One of the coolest things about essential oils (EO’s) is the process of mixing them together to make something totally unique.  So it surprises me when people seem hesitant about blending.   There is a tendency to over think and focus on doing it ‘right’.  The creativity is forgotten.

This is not to say that blending essential oils should be a strictly random pursuit.  Ideally we want to find a balance between the two extremes.  Having some idea what you’re doing will net better results, as well as save time and money.  Below are my tips for the novice at blending.

1. Clarify your purpose.

Are you blending for therapeutic purposes or do you just want to make something that smells good?  If your blend is going to be used therapeutically you’ll need to research the uses and contraindications for each oil.   In Aromatherapy, fragrance is not always the first concern when one sets out to make a blend.  Aromatherapists usually try their best to make a blend smell great, but function is the top priority.   If you want to duplicate a recipe then research the oils before hand to make sure the resulting blend will be safe and appropriate to suit your purposes.

2. Start small.  And cheap.

Blend in 10-20 drop increments.  If the recipe is successful, increase the ratios and make a larger batch.  If the recipe is awful,  at least you didn’t waste much essential oil.   This is especially important when working with EO’s that are expensive or hard to find.   Allow yourself to get a feel for blending with less expensive EO’s  first.  However, don’t be tempted to work with fragrance oils.  They’re cheap but they do smell and behave differently so the experience you get won’t be helpful when you transition back to essential oils.

3.  Know your notes.

Base notes, middle notes, and top notes.  The key characteristic of essential oils is their volatility, which means the scent molecules evaporate into the air.   Some evaporate quickly, some slowly.   Knowing how your essential oil is classified will help you figure out what role it should play in your blend.

  • Top Note- the very first impression of a fragrance.  Top notes evaporate faster than other notes and need to be blended with heavier oils if you want the scent to last.  Some EO’s that are top notes:  All the Citrus fruits, Anise, Eucalyptus, Cinnamon leaf.
—————
Exercise A: Write out the essential oils text again, everything from "One of the coolest" down to "Clarify your purpose.", substituting "beginner" for "novice".
Exercise B: Resume the essential oils text after its last sentence and carry it forward.
The listing after this point has no connection to the essential oils text.

Stored data:
—————
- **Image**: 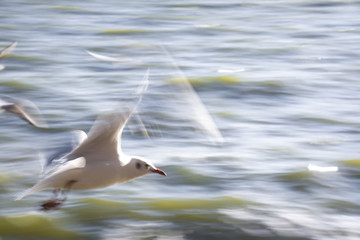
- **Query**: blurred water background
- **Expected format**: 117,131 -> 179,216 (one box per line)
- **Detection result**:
0,0 -> 360,240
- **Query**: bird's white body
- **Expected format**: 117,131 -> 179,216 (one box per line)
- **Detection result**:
17,69 -> 166,200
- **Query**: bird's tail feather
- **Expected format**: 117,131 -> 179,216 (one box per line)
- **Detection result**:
15,182 -> 46,201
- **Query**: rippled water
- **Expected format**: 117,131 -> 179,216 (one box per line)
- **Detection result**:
0,0 -> 360,240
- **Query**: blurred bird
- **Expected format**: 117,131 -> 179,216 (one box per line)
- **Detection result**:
0,42 -> 17,71
16,70 -> 166,210
0,97 -> 46,128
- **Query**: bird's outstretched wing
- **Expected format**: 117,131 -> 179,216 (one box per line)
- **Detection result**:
66,70 -> 149,161
41,130 -> 87,176
0,98 -> 46,128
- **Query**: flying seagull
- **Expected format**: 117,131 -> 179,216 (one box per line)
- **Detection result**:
0,98 -> 46,128
16,70 -> 166,210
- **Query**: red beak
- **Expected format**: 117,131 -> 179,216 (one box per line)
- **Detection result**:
153,168 -> 166,176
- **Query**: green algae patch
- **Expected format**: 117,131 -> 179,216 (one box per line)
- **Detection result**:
279,171 -> 313,181
340,159 -> 360,167
144,196 -> 256,211
100,29 -> 151,35
168,76 -> 242,85
0,215 -> 79,239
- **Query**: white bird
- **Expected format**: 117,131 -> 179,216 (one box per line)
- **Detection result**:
0,98 -> 46,128
16,71 -> 166,210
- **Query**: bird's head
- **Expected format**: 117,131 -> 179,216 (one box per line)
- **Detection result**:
130,157 -> 166,177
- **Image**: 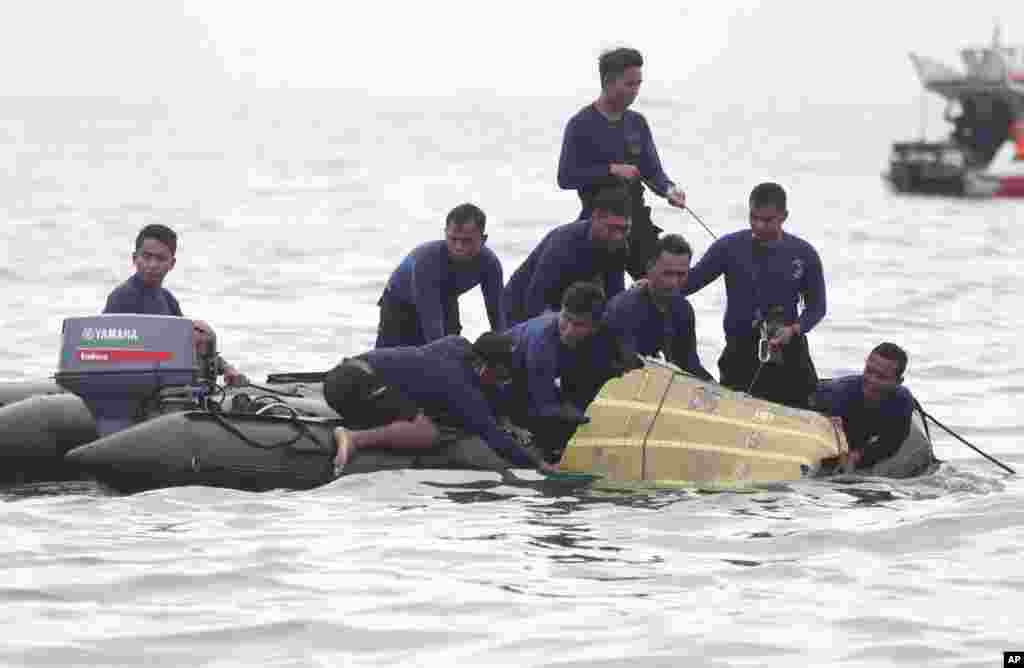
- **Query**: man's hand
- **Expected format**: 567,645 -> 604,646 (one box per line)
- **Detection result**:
224,365 -> 249,387
665,185 -> 686,209
608,162 -> 640,181
768,323 -> 800,350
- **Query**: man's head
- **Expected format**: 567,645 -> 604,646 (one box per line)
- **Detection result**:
444,204 -> 487,262
864,341 -> 907,402
597,48 -> 643,111
590,185 -> 630,252
473,332 -> 515,385
647,235 -> 693,300
131,224 -> 178,288
751,182 -> 788,241
558,281 -> 604,348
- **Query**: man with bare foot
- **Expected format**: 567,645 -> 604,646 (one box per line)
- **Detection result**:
324,332 -> 552,473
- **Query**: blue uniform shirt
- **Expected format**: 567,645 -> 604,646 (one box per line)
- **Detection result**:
683,229 -> 825,336
558,105 -> 673,218
505,220 -> 626,326
358,336 -> 534,466
505,312 -> 611,417
103,274 -> 181,318
386,240 -> 505,342
823,375 -> 913,467
604,287 -> 714,380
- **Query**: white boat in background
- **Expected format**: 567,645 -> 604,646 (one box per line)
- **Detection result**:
885,28 -> 1024,197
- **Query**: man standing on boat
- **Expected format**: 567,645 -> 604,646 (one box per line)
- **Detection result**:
103,223 -> 249,385
816,342 -> 913,469
604,235 -> 714,381
558,48 -> 686,278
504,185 -> 630,326
324,332 -> 550,472
375,204 -> 505,348
684,183 -> 825,408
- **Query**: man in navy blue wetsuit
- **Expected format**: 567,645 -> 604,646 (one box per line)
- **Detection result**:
505,185 -> 630,326
558,48 -> 686,279
604,235 -> 714,380
820,342 -> 913,468
324,332 -> 551,472
103,224 -> 249,385
684,183 -> 825,407
375,204 -> 505,348
499,282 -> 626,461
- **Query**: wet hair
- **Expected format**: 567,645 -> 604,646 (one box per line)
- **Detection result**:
473,332 -> 516,368
444,202 -> 487,233
751,181 -> 785,211
651,235 -> 693,263
590,185 -> 631,217
871,341 -> 907,376
135,223 -> 178,255
562,281 -> 605,323
597,47 -> 643,88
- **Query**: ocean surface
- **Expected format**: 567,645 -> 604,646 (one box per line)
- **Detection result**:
0,91 -> 1024,668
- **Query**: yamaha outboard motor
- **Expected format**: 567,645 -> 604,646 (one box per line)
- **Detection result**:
56,315 -> 199,436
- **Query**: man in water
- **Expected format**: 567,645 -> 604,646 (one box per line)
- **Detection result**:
103,224 -> 249,385
375,204 -> 505,348
505,185 -> 630,326
684,183 -> 825,408
324,332 -> 551,472
558,48 -> 686,278
604,235 -> 715,381
818,342 -> 913,469
499,282 -> 623,461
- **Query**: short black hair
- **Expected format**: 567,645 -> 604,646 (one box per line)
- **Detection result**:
871,341 -> 907,377
751,181 -> 786,211
562,281 -> 605,322
651,235 -> 693,262
444,202 -> 487,233
590,184 -> 631,217
135,223 -> 178,255
597,46 -> 643,88
473,332 -> 516,368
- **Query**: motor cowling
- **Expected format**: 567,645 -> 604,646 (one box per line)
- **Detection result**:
55,314 -> 199,436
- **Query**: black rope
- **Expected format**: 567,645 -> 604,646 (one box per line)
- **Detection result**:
640,372 -> 678,481
918,404 -> 1017,474
244,383 -> 302,396
189,412 -> 332,455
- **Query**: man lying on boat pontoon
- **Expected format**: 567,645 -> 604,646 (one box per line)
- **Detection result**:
324,332 -> 551,473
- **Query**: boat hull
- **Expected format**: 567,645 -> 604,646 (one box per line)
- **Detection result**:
559,365 -> 847,485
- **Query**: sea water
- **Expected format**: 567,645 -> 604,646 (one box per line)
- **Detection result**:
0,91 -> 1024,667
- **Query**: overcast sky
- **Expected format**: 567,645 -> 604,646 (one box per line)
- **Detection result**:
0,0 -> 1024,103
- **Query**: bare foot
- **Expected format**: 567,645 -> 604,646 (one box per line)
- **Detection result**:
334,427 -> 352,477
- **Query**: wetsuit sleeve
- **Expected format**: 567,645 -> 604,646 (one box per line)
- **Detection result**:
447,387 -> 534,466
412,248 -> 446,343
558,117 -> 610,191
604,287 -> 640,354
799,243 -> 825,334
640,119 -> 674,197
683,239 -> 728,295
857,394 -> 913,468
673,301 -> 715,382
523,238 -> 573,318
480,255 -> 506,332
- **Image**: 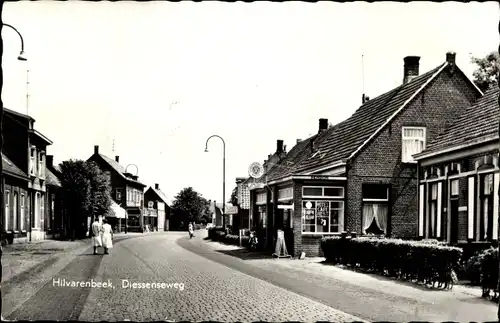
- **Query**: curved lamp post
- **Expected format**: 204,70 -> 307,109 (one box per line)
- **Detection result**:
0,24 -> 27,321
205,135 -> 226,231
125,164 -> 144,233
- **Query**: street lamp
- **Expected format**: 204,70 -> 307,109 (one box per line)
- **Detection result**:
0,23 -> 27,321
205,135 -> 226,231
3,24 -> 28,61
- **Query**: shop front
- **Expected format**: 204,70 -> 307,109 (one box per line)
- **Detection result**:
294,181 -> 345,257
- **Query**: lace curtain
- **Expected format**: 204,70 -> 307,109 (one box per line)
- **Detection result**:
363,203 -> 389,234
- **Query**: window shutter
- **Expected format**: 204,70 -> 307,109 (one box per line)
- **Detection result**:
418,184 -> 425,237
493,173 -> 500,240
467,177 -> 475,239
436,182 -> 443,238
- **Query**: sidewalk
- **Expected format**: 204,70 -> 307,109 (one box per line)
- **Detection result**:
204,240 -> 496,306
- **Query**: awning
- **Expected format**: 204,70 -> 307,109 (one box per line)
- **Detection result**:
109,201 -> 127,219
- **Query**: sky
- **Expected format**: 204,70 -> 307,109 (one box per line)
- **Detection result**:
2,1 -> 499,202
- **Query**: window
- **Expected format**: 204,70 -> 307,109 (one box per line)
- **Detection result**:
479,174 -> 494,240
450,179 -> 459,196
4,191 -> 12,231
12,192 -> 19,231
302,200 -> 344,233
401,127 -> 425,163
30,147 -> 36,176
362,184 -> 389,234
38,151 -> 45,178
302,186 -> 344,198
255,192 -> 267,204
278,187 -> 293,201
19,193 -> 26,231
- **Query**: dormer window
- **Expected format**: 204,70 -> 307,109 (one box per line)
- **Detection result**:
30,147 -> 36,176
401,127 -> 425,163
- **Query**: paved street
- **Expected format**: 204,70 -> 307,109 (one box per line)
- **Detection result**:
2,233 -> 359,322
4,232 -> 496,322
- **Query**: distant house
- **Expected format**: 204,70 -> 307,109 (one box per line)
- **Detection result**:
414,86 -> 500,245
45,155 -> 64,242
144,184 -> 170,231
88,146 -> 146,232
2,108 -> 52,243
250,53 -> 482,256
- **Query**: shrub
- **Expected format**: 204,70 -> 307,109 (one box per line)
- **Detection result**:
321,237 -> 462,283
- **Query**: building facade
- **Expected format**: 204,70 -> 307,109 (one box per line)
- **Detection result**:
2,109 -> 52,242
88,146 -> 146,232
144,184 -> 170,231
415,87 -> 500,245
251,53 -> 482,256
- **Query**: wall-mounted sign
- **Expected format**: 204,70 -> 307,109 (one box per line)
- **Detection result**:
248,162 -> 264,178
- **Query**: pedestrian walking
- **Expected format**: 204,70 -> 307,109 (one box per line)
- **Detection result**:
90,218 -> 102,255
102,219 -> 113,255
188,222 -> 194,239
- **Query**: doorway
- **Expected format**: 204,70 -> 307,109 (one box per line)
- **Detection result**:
450,198 -> 458,243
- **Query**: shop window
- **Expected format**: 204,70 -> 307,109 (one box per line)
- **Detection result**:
302,200 -> 344,233
429,183 -> 438,238
4,191 -> 12,231
479,174 -> 494,241
401,127 -> 425,163
302,186 -> 344,198
362,184 -> 389,234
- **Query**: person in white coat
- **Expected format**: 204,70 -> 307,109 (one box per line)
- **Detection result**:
90,218 -> 102,255
101,219 -> 113,255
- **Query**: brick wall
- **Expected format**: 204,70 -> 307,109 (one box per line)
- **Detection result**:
292,182 -> 306,257
346,65 -> 477,237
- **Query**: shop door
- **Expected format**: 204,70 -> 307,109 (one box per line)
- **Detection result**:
450,198 -> 458,243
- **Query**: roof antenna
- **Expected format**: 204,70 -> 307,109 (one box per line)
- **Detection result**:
361,54 -> 370,104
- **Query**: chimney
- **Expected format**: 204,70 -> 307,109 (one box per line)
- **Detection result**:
446,52 -> 457,65
276,140 -> 283,153
403,56 -> 420,84
45,155 -> 54,169
318,119 -> 328,133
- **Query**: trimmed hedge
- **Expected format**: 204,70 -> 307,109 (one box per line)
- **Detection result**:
465,247 -> 498,300
208,227 -> 250,246
321,237 -> 462,286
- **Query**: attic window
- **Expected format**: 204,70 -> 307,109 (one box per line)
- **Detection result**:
309,150 -> 324,159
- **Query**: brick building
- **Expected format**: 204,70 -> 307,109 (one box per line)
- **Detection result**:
144,184 -> 170,231
414,86 -> 500,244
88,146 -> 146,232
250,53 -> 482,256
2,108 -> 52,243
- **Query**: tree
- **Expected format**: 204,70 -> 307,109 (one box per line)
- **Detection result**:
59,160 -> 111,239
471,52 -> 500,92
172,187 -> 210,227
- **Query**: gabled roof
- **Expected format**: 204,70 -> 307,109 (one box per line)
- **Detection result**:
290,63 -> 448,172
2,154 -> 29,181
93,154 -> 147,187
45,167 -> 61,187
148,186 -> 169,205
415,86 -> 500,159
266,137 -> 316,182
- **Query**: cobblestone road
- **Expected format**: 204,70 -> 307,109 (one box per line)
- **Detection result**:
80,234 -> 366,322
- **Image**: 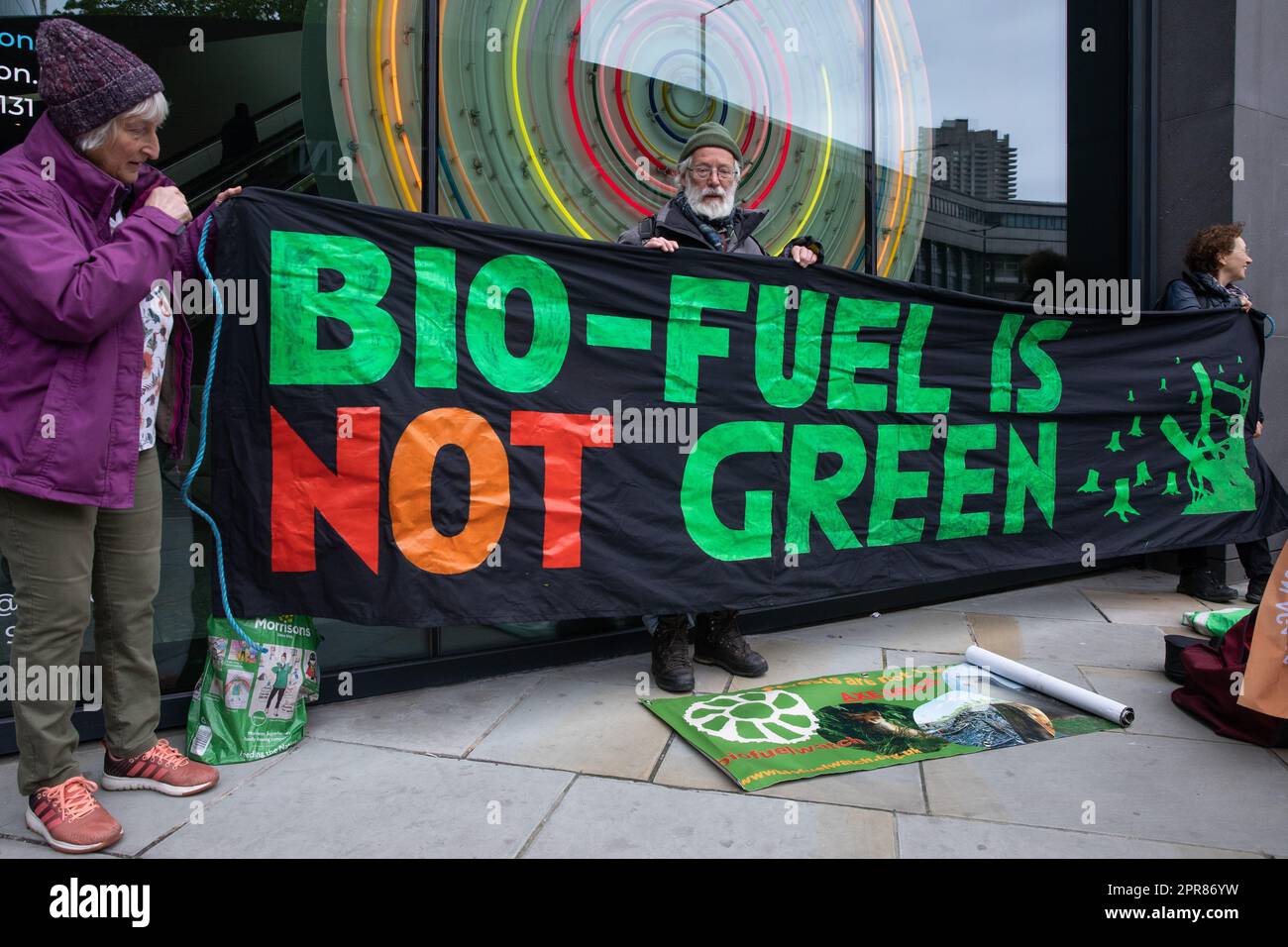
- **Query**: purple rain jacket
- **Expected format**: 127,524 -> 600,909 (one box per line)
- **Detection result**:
0,116 -> 209,509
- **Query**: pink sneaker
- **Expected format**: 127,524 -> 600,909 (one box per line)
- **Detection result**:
27,776 -> 124,856
103,740 -> 219,796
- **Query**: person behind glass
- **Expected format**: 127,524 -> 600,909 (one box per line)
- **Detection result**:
0,20 -> 240,853
1159,223 -> 1274,604
617,123 -> 823,693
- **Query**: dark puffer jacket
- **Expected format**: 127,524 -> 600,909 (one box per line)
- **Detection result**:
617,200 -> 823,263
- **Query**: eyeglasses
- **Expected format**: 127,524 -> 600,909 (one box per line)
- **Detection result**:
690,164 -> 734,181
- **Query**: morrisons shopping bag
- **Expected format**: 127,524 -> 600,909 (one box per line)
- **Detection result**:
188,614 -> 318,764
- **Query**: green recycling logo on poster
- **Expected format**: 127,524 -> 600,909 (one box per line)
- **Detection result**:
—————
Response area A:
One of the coolest things about essential oils (EO’s) is the process of mixing them together to make something totally unique.  So it surprises me when people seem hesitant about blending.   There is a tendency to over think and focus on doing it ‘right’.  The creativity is forgotten.

This is not to say that blending essential oils should be a strictly random pursuit.  Ideally we want to find a balance between the two extremes.  Having some idea what you’re doing will net better results, as well as save time and money.  Below are my tips for the beginner at blending.

1. Clarify your purpose.

Response area B:
  • Middle Note– what you smell after the top note has worn off.  The middle note is most characteristic of a blend.  Middles help to anchor the top note and provide a bridge between the base and top, so the blend seems more balanced.   Some EO’s that are middle notes:  Lavender, Chamomile, Clary Sage, Rosemary, Nutmeg, Ylang Ylang, Petitgrain, Cedar, Carrot Seed.
  • Base Note– also called the dry out.  The base note is what is left after the middle and top notes have evaporated.  The base note helps the blend last longer on the skin, provides depth, and holds the other scent molecules down so they evaporate slower.  Some EO’s that are base notes:  Vetiver, Patchouli, Myrrh, Sandalwood, Cinnamon Bark, Benzoin, Rose Absolute.

4.  Keep records.

Record the details of a blend using the number of drops for each oil.  Be sure to also clearly label your containers.  It’s best to put your blend away for about a week before testing the fragrance.  Let the molecules form a bond so you can smell a true blend rather than being able to easily pick out each component.   Record your impressions.  Do you love it?  Hate it? Is your blend good but missing something?   The act of recording each recipe and making notes on your results will sharpen your instincts for picking oils that work well together.


And probably the most important tip- Just create.
Stay in the moment and have fun.  Express yourself by allowing your thoughts and emotions to guide your choices.  No second guessing.   Accept the fact that everything you make won’t be great and that is perfectly all right.